Exercise instructions => Pull out every line of the entries below that contains the string "Target". Matching is case-sensitive.

Material provided =>
START

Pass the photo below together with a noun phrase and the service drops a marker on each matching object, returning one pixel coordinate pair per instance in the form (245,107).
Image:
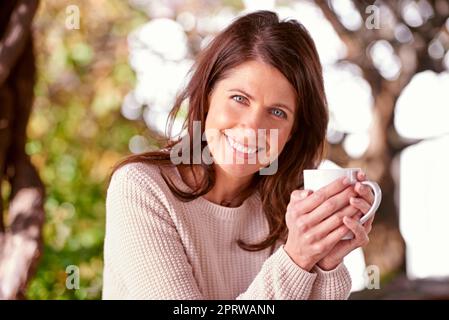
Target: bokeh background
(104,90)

END
START

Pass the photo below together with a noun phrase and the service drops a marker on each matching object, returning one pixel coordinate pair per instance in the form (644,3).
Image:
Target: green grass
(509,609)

END
START

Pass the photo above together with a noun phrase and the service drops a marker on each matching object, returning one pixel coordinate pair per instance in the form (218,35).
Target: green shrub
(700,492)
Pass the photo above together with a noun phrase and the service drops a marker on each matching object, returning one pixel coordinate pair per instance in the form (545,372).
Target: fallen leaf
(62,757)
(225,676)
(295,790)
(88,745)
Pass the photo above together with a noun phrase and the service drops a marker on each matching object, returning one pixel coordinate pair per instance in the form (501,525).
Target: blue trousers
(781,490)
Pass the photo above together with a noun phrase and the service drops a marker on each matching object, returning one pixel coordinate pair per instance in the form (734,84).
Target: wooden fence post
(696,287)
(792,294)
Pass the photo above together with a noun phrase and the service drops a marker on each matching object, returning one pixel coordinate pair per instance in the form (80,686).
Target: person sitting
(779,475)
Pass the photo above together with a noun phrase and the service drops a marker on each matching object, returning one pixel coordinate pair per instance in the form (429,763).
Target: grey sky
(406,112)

END

Exercise solution =>
Target: bokeh background
Target: green grass
Target: green shrub
Target: fallen leaf
Target: blue trousers
Target: wooden fence post
Target: person sitting
Target: grey sky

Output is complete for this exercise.